Source document:
▬▬▬▬▬▬

If you are in need of Medicare Part D prescription drug coverage, we can help. We are an independent insurance agency specializing in senior health plans and we represent all prescription drug carriers direct to our clients.
Navigating Medicare insurance plans can be difficult. If you make a mistake, you can face monetary penalties and enrollment delays. We can help you shop for and enroll in the Medicare drug coverage that best fits your needs.
It is important to know that Part D rx plans compliment – and are in addition to government run Medicare Parts A and B. These are drug plans offered by private insurance companies like Aetna, Anthem Blue, Envision Rx, Humana, SilverScript, United Healthcare (AARP), Wellcare and several others.

▬▬▬▬▬▬

Extracted material:
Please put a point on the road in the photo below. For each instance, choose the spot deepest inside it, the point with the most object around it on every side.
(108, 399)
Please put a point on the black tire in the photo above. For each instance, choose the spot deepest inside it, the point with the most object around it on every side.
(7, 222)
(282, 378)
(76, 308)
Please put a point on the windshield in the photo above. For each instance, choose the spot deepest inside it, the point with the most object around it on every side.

▬▬▬▬▬▬

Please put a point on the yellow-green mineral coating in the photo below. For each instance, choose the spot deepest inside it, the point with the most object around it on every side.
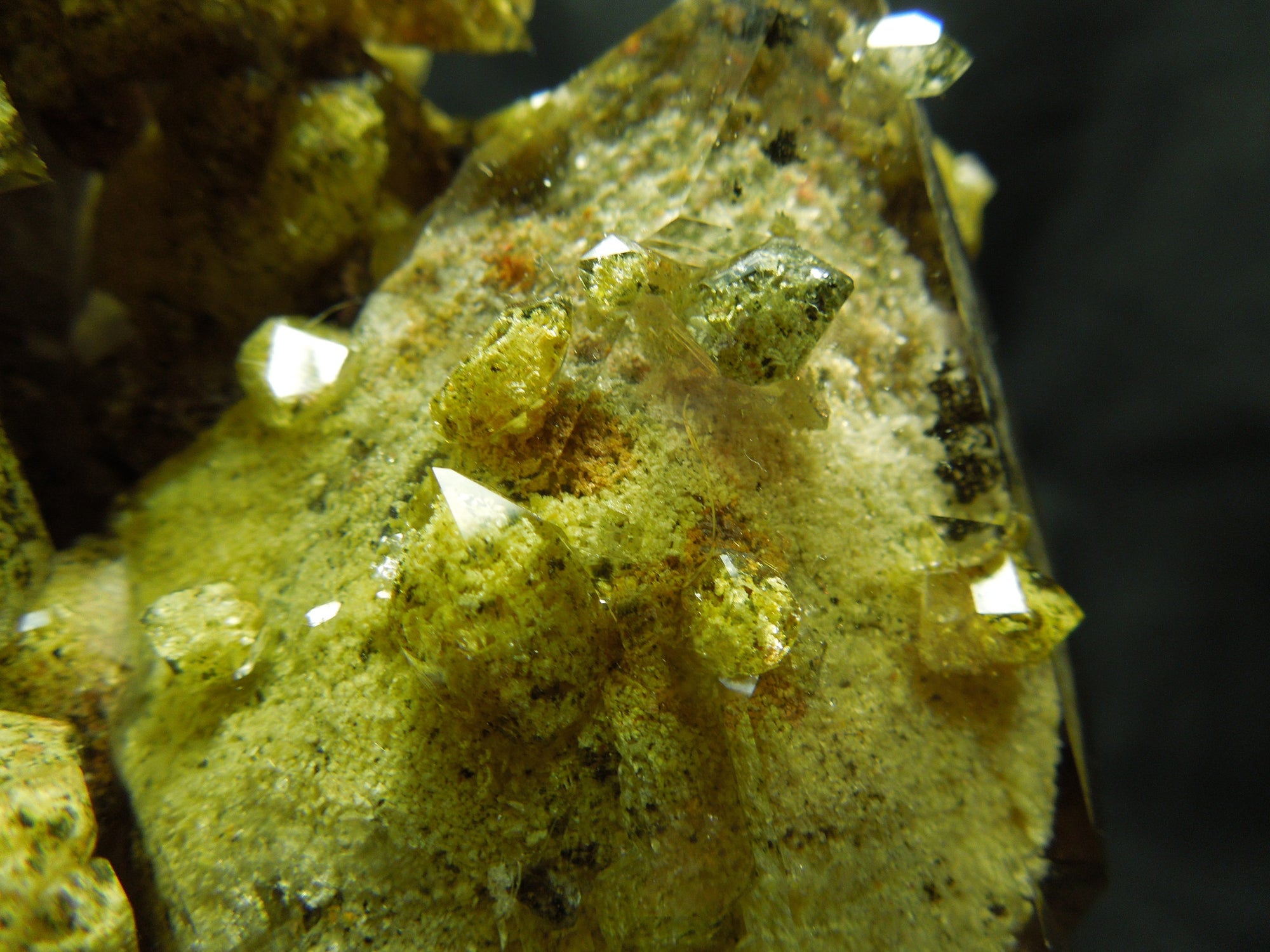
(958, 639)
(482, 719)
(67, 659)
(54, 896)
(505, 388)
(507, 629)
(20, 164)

▬▬▬▬▬▬

What to do:
1 > What two consequences of a mistake does the Medicare Part D page name?
2 > Write out the stretch of the Medicare Part D page from "Navigating Medicare insurance" through "and several others.".
3 > Extend the Medicare Part D page past its last sentence.

Expected results:
1 > Monetary penalties and enrollment delays.

2 >
Navigating Medicare insurance plans can be difficult. If you make a mistake, you can face monetary penalties and enrollment delays. We can help you shop for and enroll in the Medicare drug coverage that best fits your needs.
It is important to know that Part D rx plans compliment – and are in addition to government run Medicare Parts A and B. These are drug plans offered by private insurance companies like Aetna, Anthem Blue, Envision Rx, Humana, SilverScript, United Healthcare (AARP), Wellcare and several others.

3 >
In order to enroll in a Part D plan, you must also be enrolled in Medicare Part A and/or Medicare Part B. Typically, drug coverage is purchased during open enrollment at age 65 or when your Medicare Part B becomes active. You must also be aware that the supplemental coverage you choose can affect your Medicare Part D enrollment options.
Many Medicare Advantage plans will already include Part D drug coverage. There are no Medicare supplement policies sold today (by rule) that include rx coverage, however. Enrolling in one plan can void the other. For instance, if you enroll in a Part D drug plan, then also enroll in most Advantage plans, your Part D coverage will be canceled by Medicare. It’s important to know how one affects the other.
Stand alone Medicare Part D plans can be changed every year during the Annual Election Period (AEP). This window begins on October 15th and ends on December 7th each year. Enrollment in a new rx plan is guaranteed so long as you are Medicare eligible. There are no medical underwriting requirements for drug plans. You cannot be turned down for poor health or utilization.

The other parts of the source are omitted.